**Excerpts from point annotation records:**
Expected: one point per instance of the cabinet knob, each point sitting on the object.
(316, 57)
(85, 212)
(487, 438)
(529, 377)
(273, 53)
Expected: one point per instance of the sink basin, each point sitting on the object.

**Exercise description:** Rewrite all the records, changing every "sitting on" to "placed on" and leaving everything else as it is.

**Output:**
Expected: one point per instance of the cabinet knob, each point placed on the object.
(316, 57)
(85, 212)
(487, 438)
(529, 377)
(273, 53)
Expected: one point per instance of the sink basin, each point placed on the object.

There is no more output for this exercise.